<<<<
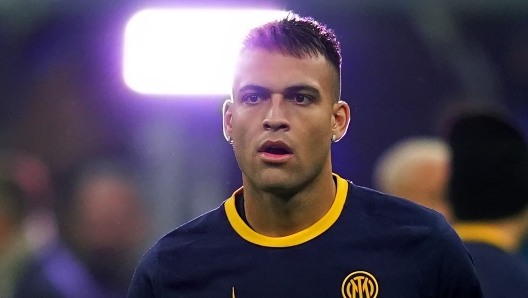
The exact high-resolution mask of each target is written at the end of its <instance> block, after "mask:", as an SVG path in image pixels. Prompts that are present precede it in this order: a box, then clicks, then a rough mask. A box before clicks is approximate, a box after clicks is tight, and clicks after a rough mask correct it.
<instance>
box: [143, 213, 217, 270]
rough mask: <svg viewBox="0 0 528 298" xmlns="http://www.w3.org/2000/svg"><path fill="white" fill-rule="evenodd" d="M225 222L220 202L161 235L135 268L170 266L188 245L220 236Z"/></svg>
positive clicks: (210, 239)
mask: <svg viewBox="0 0 528 298" xmlns="http://www.w3.org/2000/svg"><path fill="white" fill-rule="evenodd" d="M227 224H228V223H227V219H226V216H225V211H224V204H222V205H220V206H219V207H217V208H216V209H213V210H211V211H209V212H207V213H205V214H203V215H200V216H199V217H197V218H195V219H193V220H191V221H189V222H187V223H184V224H182V225H181V226H179V227H177V228H175V229H174V230H172V231H171V232H169V233H167V234H166V235H164V236H163V237H161V238H160V239H159V240H158V241H157V242H156V243H155V244H154V245H153V246H152V247H151V248H150V249H149V250H148V251H147V253H146V254H145V255H144V256H143V257H142V258H141V260H140V263H139V265H138V268H137V270H142V271H145V272H151V271H152V272H160V270H163V268H164V267H167V268H170V266H172V265H173V263H174V262H178V261H179V259H181V255H182V254H183V253H184V252H186V251H188V250H189V247H193V248H195V247H199V246H202V247H203V246H206V245H207V243H209V242H212V241H214V238H215V237H221V234H222V230H223V231H225V230H226V227H227Z"/></svg>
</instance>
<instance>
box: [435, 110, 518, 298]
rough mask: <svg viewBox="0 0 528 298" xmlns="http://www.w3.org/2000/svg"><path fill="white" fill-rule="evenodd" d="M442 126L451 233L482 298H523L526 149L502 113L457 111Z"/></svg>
mask: <svg viewBox="0 0 528 298" xmlns="http://www.w3.org/2000/svg"><path fill="white" fill-rule="evenodd" d="M450 114H451V116H450V117H448V118H447V119H445V120H444V127H443V129H444V133H445V136H446V139H447V142H448V143H449V145H450V147H451V151H452V159H451V160H452V161H451V169H452V171H451V172H452V174H451V176H450V179H449V183H448V197H449V201H450V202H451V205H452V208H453V212H454V217H455V230H456V231H457V232H458V234H459V236H460V237H461V238H462V240H463V241H464V242H465V244H466V246H467V248H468V250H469V252H470V253H471V255H472V257H473V261H474V264H475V268H476V269H477V272H478V274H479V276H480V281H481V285H482V289H483V292H484V294H485V297H488V298H494V297H497V298H498V297H501V298H502V297H526V296H527V293H528V264H527V263H526V262H525V260H524V259H522V258H521V257H520V256H519V255H518V249H519V245H520V242H521V240H522V238H523V237H524V236H525V235H526V232H527V230H528V183H527V182H528V146H527V143H526V139H525V137H524V136H523V135H522V133H521V131H520V129H519V127H518V126H517V123H516V122H515V121H514V120H513V119H512V118H510V115H509V114H508V113H506V112H505V111H503V110H501V109H497V108H494V107H489V106H482V105H479V106H477V105H472V104H471V105H463V106H457V107H456V108H455V109H454V111H453V112H452V113H450Z"/></svg>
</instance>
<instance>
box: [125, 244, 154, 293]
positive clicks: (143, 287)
mask: <svg viewBox="0 0 528 298" xmlns="http://www.w3.org/2000/svg"><path fill="white" fill-rule="evenodd" d="M157 263H158V262H157V257H156V254H155V253H154V252H153V251H152V250H150V251H149V252H147V253H146V254H145V255H144V256H143V257H142V258H141V260H140V261H139V263H138V266H137V267H136V270H135V272H134V275H133V276H132V280H131V282H130V286H129V288H128V294H127V298H154V297H161V296H159V295H156V294H155V292H156V291H155V282H156V273H157V270H158V266H157Z"/></svg>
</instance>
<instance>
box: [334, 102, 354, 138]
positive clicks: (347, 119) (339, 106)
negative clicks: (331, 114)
mask: <svg viewBox="0 0 528 298" xmlns="http://www.w3.org/2000/svg"><path fill="white" fill-rule="evenodd" d="M349 123H350V107H349V106H348V104H347V103H346V102H344V101H342V100H340V101H338V102H336V103H335V104H334V107H333V115H332V134H334V135H336V141H339V140H341V139H342V138H343V137H344V136H345V134H346V132H347V129H348V124H349Z"/></svg>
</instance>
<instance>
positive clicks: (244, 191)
mask: <svg viewBox="0 0 528 298" xmlns="http://www.w3.org/2000/svg"><path fill="white" fill-rule="evenodd" d="M335 195H336V184H335V182H334V179H333V176H332V173H331V171H329V172H328V173H326V174H321V175H319V176H318V177H316V178H315V179H314V180H313V181H312V182H310V183H308V184H307V185H306V186H304V187H301V188H300V189H299V190H298V191H296V192H295V193H293V194H290V195H287V196H284V195H279V194H275V193H271V192H264V191H261V190H259V189H257V188H256V187H254V186H253V185H252V184H251V183H246V181H244V208H245V212H246V218H247V221H248V222H249V224H250V226H251V227H252V228H253V229H254V230H255V231H256V232H258V233H260V234H262V235H265V236H270V237H284V236H288V235H292V234H295V233H297V232H300V231H302V230H304V229H306V228H308V227H310V226H311V225H313V224H314V223H316V222H317V221H318V220H320V219H321V218H322V217H323V216H324V215H325V214H326V213H327V212H328V211H329V210H330V207H331V206H332V204H333V202H334V199H335Z"/></svg>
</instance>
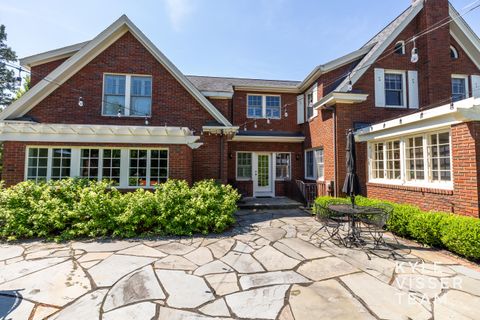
>>>>
> **Instructions to follow**: Update all the rows above by changing every "positive clicks" to "foreground clicks" and leaving everything else as it is. Leave the pictures out of your answer.

> **Written answer**:
The exact high-resolution mask of each target is written at the end of its <instance> block, after "mask:", as an SVG path in image pixels. Prompts that are present precede it in this order: a box, then clicks, then a rough mask. A box before clicks is approximate, a box after clicks is tight, and clicks after a rough mask correct it.
<instance>
box: [143, 213, 217, 270]
rough mask: <svg viewBox="0 0 528 298" xmlns="http://www.w3.org/2000/svg"><path fill="white" fill-rule="evenodd" d="M225 222L220 202L161 235L135 268L170 266L188 245L220 236Z"/></svg>
foreground clicks: (210, 239)
mask: <svg viewBox="0 0 528 298" xmlns="http://www.w3.org/2000/svg"><path fill="white" fill-rule="evenodd" d="M227 224H228V223H227V219H226V216H225V211H224V204H222V205H220V206H219V207H217V208H216V209H213V210H211V211H209V212H207V213H205V214H203V215H200V216H199V217H197V218H195V219H193V220H191V221H189V222H187V223H184V224H182V225H181V226H179V227H177V228H175V229H174V230H172V231H171V232H169V233H167V234H166V235H164V236H163V237H161V238H160V239H159V240H158V241H157V242H156V243H155V244H154V245H153V246H152V247H151V248H150V249H149V250H148V251H147V253H146V254H145V255H144V256H143V257H142V258H141V260H140V263H139V265H138V268H137V270H142V271H145V272H151V271H152V272H160V270H163V268H164V267H167V268H170V266H172V265H173V263H174V262H178V261H179V259H181V255H182V254H183V253H184V252H186V251H188V250H189V247H193V248H195V247H199V246H202V247H203V246H206V245H207V243H209V242H212V241H214V238H215V237H221V234H222V230H223V231H225V230H226V227H227Z"/></svg>
</instance>
<instance>
box: [435, 110, 518, 298]
rough mask: <svg viewBox="0 0 528 298" xmlns="http://www.w3.org/2000/svg"><path fill="white" fill-rule="evenodd" d="M442 126L451 233L482 298H523L526 149L502 113L457 111Z"/></svg>
mask: <svg viewBox="0 0 528 298" xmlns="http://www.w3.org/2000/svg"><path fill="white" fill-rule="evenodd" d="M450 114H451V116H450V117H448V118H447V119H445V120H444V127H443V129H444V133H445V136H446V139H447V142H448V143H449V145H450V147H451V151H452V159H451V160H452V161H451V169H452V171H451V172H452V174H451V176H450V179H449V183H448V197H449V201H450V202H451V205H452V208H453V212H454V217H455V230H456V231H457V232H458V234H459V236H460V237H461V238H462V240H463V241H464V242H465V244H466V246H467V248H468V250H469V252H470V253H471V255H472V257H473V261H474V264H475V268H476V269H477V272H478V274H479V276H480V281H481V285H482V289H483V292H484V294H485V297H488V298H494V297H497V298H498V297H501V298H502V297H526V296H527V293H528V264H527V263H526V262H525V260H524V259H522V258H521V257H520V256H519V255H518V249H519V245H520V242H521V240H522V238H523V237H524V236H525V235H526V232H527V230H528V183H527V182H528V146H527V143H526V139H525V137H524V136H523V135H522V133H521V131H520V129H519V127H518V126H517V123H516V122H515V121H514V120H513V119H512V118H510V115H509V114H508V113H506V112H505V111H503V110H501V109H497V108H494V107H489V106H482V105H479V106H477V105H472V104H471V105H463V106H457V107H456V108H455V109H454V111H453V112H452V113H450Z"/></svg>
</instance>
<instance>
box: [125, 244, 154, 293]
foreground clicks: (143, 287)
mask: <svg viewBox="0 0 528 298" xmlns="http://www.w3.org/2000/svg"><path fill="white" fill-rule="evenodd" d="M157 263H158V262H157V257H156V254H155V253H154V252H153V251H152V250H150V251H149V252H147V253H146V254H145V255H144V256H143V257H142V258H141V260H140V261H139V263H138V266H137V267H136V270H135V272H134V275H133V276H132V280H131V282H130V286H129V288H128V294H127V298H154V297H161V296H159V295H156V294H155V292H156V291H155V282H156V273H157V270H158V266H157Z"/></svg>
</instance>
<instance>
box: [334, 102, 354, 138]
foreground clicks: (347, 119) (339, 106)
negative clicks: (331, 114)
mask: <svg viewBox="0 0 528 298" xmlns="http://www.w3.org/2000/svg"><path fill="white" fill-rule="evenodd" d="M349 123H350V107H349V106H348V104H347V103H346V102H344V101H342V100H340V101H338V102H336V103H335V104H334V107H333V115H332V134H334V135H336V141H339V140H341V139H342V138H343V137H344V136H345V134H346V132H347V129H348V124H349Z"/></svg>
</instance>
<instance>
foreground clicks: (244, 191)
mask: <svg viewBox="0 0 528 298" xmlns="http://www.w3.org/2000/svg"><path fill="white" fill-rule="evenodd" d="M335 195H336V184H335V182H334V179H333V176H332V173H331V171H329V172H328V173H326V174H321V175H319V176H318V177H316V178H315V179H314V180H313V181H312V182H310V183H308V184H307V185H306V186H304V187H301V188H300V189H299V190H298V191H296V192H295V193H293V194H290V195H287V196H284V195H279V194H275V193H271V192H264V191H261V190H259V189H257V188H256V187H254V186H253V185H252V184H251V183H246V181H244V208H245V212H246V218H247V221H248V222H249V224H250V226H251V227H252V228H253V229H254V230H255V231H256V232H258V233H260V234H262V235H265V236H270V237H284V236H288V235H292V234H295V233H297V232H300V231H302V230H304V229H306V228H308V227H310V226H311V225H313V224H314V223H316V222H317V221H318V220H320V219H321V218H322V217H323V216H324V215H325V214H326V213H327V212H328V211H329V210H330V207H331V206H332V204H333V202H334V199H335Z"/></svg>
</instance>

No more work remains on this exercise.